Rows taken from a pointing dataset
:::
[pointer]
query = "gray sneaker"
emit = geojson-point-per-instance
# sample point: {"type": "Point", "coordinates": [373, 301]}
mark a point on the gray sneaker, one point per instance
:::
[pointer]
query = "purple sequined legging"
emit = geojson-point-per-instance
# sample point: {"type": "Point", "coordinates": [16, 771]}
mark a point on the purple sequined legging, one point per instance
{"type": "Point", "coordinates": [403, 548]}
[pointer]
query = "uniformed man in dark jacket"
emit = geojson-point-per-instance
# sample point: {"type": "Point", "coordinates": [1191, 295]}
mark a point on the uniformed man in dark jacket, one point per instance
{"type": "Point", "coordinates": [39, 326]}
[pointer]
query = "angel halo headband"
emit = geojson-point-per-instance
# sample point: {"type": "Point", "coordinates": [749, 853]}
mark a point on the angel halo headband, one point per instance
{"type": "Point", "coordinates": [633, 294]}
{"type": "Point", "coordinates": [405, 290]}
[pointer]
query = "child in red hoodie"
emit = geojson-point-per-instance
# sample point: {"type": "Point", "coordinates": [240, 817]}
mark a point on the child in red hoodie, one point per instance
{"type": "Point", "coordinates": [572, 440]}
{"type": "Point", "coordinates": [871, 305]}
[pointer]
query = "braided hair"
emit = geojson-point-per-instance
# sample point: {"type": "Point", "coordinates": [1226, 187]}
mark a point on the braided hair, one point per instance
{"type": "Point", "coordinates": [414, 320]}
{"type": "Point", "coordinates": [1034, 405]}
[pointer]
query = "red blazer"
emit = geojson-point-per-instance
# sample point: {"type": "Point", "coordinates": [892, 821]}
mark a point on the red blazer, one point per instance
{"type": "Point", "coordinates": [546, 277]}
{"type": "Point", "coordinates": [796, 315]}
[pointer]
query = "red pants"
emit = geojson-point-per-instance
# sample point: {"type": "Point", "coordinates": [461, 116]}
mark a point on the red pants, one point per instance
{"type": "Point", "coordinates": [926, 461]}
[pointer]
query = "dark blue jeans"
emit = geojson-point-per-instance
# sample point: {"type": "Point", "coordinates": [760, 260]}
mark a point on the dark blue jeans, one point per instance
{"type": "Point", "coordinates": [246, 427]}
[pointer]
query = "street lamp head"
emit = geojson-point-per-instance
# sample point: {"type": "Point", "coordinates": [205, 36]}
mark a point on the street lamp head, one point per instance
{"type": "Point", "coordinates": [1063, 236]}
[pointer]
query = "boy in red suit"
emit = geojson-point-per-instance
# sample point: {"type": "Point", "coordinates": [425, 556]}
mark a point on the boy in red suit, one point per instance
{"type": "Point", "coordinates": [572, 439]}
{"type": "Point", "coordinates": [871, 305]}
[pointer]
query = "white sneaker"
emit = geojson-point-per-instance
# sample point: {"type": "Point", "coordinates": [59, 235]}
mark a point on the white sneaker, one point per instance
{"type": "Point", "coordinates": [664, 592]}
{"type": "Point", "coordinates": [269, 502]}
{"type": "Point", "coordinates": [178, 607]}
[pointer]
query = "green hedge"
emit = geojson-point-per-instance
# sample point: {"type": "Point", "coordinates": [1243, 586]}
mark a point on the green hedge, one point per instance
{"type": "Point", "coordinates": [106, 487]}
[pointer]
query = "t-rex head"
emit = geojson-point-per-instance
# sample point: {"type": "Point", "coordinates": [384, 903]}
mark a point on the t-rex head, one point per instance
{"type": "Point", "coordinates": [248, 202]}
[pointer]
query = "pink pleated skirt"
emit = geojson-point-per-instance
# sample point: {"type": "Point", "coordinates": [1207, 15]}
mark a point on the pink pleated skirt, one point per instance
:::
> EXERCISE TASK: How many lines in the items above contain the string "white", with case counting? Give only the number.

> TASK RESPONSE: 2